Point annotation dataset records:
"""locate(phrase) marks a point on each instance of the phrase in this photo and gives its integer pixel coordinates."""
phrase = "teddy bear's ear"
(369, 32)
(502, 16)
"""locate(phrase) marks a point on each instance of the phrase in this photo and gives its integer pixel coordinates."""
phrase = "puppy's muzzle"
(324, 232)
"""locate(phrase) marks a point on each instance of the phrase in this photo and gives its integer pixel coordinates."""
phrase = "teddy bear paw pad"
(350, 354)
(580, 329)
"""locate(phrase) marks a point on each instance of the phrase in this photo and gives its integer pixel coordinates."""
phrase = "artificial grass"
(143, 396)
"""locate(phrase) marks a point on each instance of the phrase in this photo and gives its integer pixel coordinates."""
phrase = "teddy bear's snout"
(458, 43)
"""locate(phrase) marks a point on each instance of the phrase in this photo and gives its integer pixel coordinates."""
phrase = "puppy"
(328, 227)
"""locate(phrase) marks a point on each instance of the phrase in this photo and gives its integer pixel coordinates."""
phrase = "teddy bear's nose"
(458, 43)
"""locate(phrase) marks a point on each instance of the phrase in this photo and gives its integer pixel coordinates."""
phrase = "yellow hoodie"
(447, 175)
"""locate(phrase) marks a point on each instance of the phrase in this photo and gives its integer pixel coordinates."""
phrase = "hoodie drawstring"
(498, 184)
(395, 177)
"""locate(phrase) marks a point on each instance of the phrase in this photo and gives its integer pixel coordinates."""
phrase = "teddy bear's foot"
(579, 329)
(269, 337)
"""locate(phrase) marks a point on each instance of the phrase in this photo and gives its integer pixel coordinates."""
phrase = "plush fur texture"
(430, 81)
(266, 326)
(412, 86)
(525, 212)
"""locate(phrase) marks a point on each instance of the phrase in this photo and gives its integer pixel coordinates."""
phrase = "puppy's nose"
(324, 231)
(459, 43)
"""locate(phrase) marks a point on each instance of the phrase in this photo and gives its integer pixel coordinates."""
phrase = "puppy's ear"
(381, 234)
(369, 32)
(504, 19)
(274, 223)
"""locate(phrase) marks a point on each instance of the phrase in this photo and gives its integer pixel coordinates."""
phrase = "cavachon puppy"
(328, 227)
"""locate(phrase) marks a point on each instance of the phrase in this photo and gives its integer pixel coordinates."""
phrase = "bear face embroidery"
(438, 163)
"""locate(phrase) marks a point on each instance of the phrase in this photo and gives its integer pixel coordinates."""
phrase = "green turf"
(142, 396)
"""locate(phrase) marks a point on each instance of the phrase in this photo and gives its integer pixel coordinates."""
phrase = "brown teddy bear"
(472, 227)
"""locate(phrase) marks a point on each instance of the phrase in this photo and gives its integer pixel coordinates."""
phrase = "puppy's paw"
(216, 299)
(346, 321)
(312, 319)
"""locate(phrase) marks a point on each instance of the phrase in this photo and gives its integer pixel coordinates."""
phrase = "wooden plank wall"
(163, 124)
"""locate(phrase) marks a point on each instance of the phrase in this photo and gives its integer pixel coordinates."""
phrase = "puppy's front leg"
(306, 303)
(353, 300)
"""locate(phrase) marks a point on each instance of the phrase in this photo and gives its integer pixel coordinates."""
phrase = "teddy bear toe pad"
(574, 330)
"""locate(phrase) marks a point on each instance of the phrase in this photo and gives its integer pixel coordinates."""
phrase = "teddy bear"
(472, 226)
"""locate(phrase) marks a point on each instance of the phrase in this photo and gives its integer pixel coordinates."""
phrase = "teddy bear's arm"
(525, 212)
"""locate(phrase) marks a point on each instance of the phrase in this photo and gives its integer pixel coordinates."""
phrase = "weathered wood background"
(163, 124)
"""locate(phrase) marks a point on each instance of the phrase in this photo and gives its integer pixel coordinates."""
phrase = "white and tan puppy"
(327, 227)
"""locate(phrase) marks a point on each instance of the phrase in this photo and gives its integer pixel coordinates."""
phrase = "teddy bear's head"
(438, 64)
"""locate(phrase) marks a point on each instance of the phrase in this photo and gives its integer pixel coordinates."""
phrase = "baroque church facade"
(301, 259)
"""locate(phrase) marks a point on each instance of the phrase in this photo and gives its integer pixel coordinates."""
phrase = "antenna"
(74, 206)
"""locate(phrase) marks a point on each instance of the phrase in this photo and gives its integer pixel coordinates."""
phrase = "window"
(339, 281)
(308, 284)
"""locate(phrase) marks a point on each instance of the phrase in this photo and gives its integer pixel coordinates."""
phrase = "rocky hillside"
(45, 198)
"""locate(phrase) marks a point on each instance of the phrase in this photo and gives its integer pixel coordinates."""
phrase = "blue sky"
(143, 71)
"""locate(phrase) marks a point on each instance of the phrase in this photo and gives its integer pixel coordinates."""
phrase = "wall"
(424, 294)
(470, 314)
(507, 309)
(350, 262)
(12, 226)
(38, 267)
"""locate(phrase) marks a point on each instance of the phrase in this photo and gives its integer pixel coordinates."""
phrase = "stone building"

### Set exercise
Using the data above, repeat every line exactly.

### Complete answer
"""locate(phrase) marks a point on each instance of the phrase in this photo and gives its integer pixel coordinates."""
phrase = "teddy bear's ear"
(369, 32)
(502, 16)
"""locate(phrase) marks a point on each instance of the phrase in this photo and gives its integer pixel coordinates."""
phrase = "puppy's muzzle"
(324, 232)
"""locate(phrase) marks a point on each instance of the phrase in this photo and gives its integer pixel coordinates."""
phrase = "teddy bear paw pad"
(350, 354)
(580, 329)
"""locate(phrase) marks a point on each instance of the phrase in this photo and gives its integer pixel coordinates."""
phrase = "artificial grass"
(143, 396)
"""locate(phrase) marks a point on each instance of the phrase in this photo and gives its integer pixel coordinates."""
phrase = "teddy bear's snout"
(458, 43)
"""locate(phrase) marks a point on each instance of the phrase in this photo and gives its integer pixel coordinates."""
phrase = "puppy"
(328, 227)
"""locate(phrase) marks a point on each instance of the phrase in this photo and gives its integer pixel coordinates."""
phrase = "teddy bear's nose"
(458, 43)
"""locate(phrase) marks a point on each instance of the phrase in this photo and gives its integer pixel coordinates."""
phrase = "yellow hoodie"
(447, 175)
"""locate(phrase) marks a point on each instance of the phrase in this photo and gives its integer pixel coordinates."""
phrase = "hoodie drawstring"
(498, 184)
(395, 177)
"""locate(phrase) marks a point on each instance of the phrase in this photo and gives its integer pixel coordinates."""
phrase = "teddy bear's foot"
(579, 329)
(269, 337)
"""locate(phrase) marks a point on each instance of the phrase in this photo and gives its integer pixel coordinates."""
phrase = "plush fur texture"
(430, 81)
(266, 326)
(412, 86)
(525, 212)
"""locate(phrase) marks a point on each instance of the phrase in this photo and gives its integer pixel coordinates."""
phrase = "puppy's nose"
(324, 231)
(459, 43)
"""locate(phrase) marks a point on each instance of the phrase in this photo and gives its integer pixel coordinates."""
phrase = "puppy's ear"
(381, 234)
(369, 32)
(504, 19)
(274, 223)
"""locate(phrase) marks a point on each instance of the phrase in this photo and gives its integer pixel coordinates."""
phrase = "cavachon puppy"
(328, 227)
"""locate(phrase) marks a point on each instance of the phrase in this photo and gives its integer pixel coordinates."""
phrase = "bear face embroidery"
(438, 163)
"""locate(phrase) marks a point on each instance of the phrase in this photo and gives its integer pixel coordinates."""
phrase = "green turf"
(142, 396)
"""locate(phrase) marks a point on each instance of the phrase in this photo and gives its integer pixel coordinates."""
phrase = "brown teddy bear"
(472, 227)
"""locate(phrase) marks a point on each instance of the phrase in this photo and gives its integer pixel coordinates."""
phrase = "puppy's paw"
(216, 299)
(346, 321)
(312, 319)
"""locate(phrase) marks a point on each instance of the phrase in this photo and gives its integer pixel coordinates."""
phrase = "wooden plank wall"
(163, 124)
"""locate(phrase) marks a point on each instance of the phrase in this photo and gives its integer pixel coordinates."""
phrase = "puppy's front leg"
(306, 303)
(353, 300)
"""locate(phrase) marks a point on each instance of the phrase in this photo and gives its integer pixel coordinates."""
phrase = "teddy bear toe pad"
(574, 330)
"""locate(phrase) marks a point on each instance of the phrase in this photo and gives its integer pixel coordinates."""
phrase = "teddy bear"
(472, 226)
"""locate(phrase) marks a point on each instance of the phrase in this photo and gives its integer pixel coordinates."""
phrase = "teddy bear's arm"
(525, 212)
"""locate(phrase) marks a point on each instance of the phrase in this photo and gives its integer pixel coordinates."""
phrase = "weathered wood background"
(163, 124)
"""locate(phrase) marks a point on each instance of the phrase in this photo and gives its integer pixel coordinates."""
phrase = "white and tan puppy"
(327, 227)
"""locate(phrase) marks a point on each instance of the phrase in this photo and gives its integer pixel coordinates."""
phrase = "teddy bear's head"
(438, 64)
"""locate(phrase) marks a point on each instance of the phrase in this photo and gives its integer pixel coordinates."""
phrase = "baroque church facade"
(301, 259)
"""locate(phrase) marks a point on each instance of the phrase in this photo and gives its integer pixel coordinates."""
phrase = "antenna"
(74, 206)
"""locate(phrase) marks a point on each instance of the phrase in this photo and gives its integer pixel coordinates."""
phrase = "window"
(339, 281)
(308, 284)
"""locate(phrase) marks a point on each instance of the phrase in this photo and gives its integer pixel coordinates."""
phrase = "rocky hillside"
(45, 198)
"""locate(phrase) marks a point on each instance of the phrase in this photo and gives its integer pixel coordinates."""
phrase = "blue sky"
(143, 71)
"""locate(phrase) marks a point on each instance of the phrase in this photo and gives its integer pixel coordinates."""
phrase = "wall"
(424, 294)
(470, 314)
(507, 309)
(350, 262)
(12, 226)
(38, 267)
"""locate(phrase) marks a point on each instance of the phrase in this photo and gives its integer pixel coordinates."""
phrase = "stone building"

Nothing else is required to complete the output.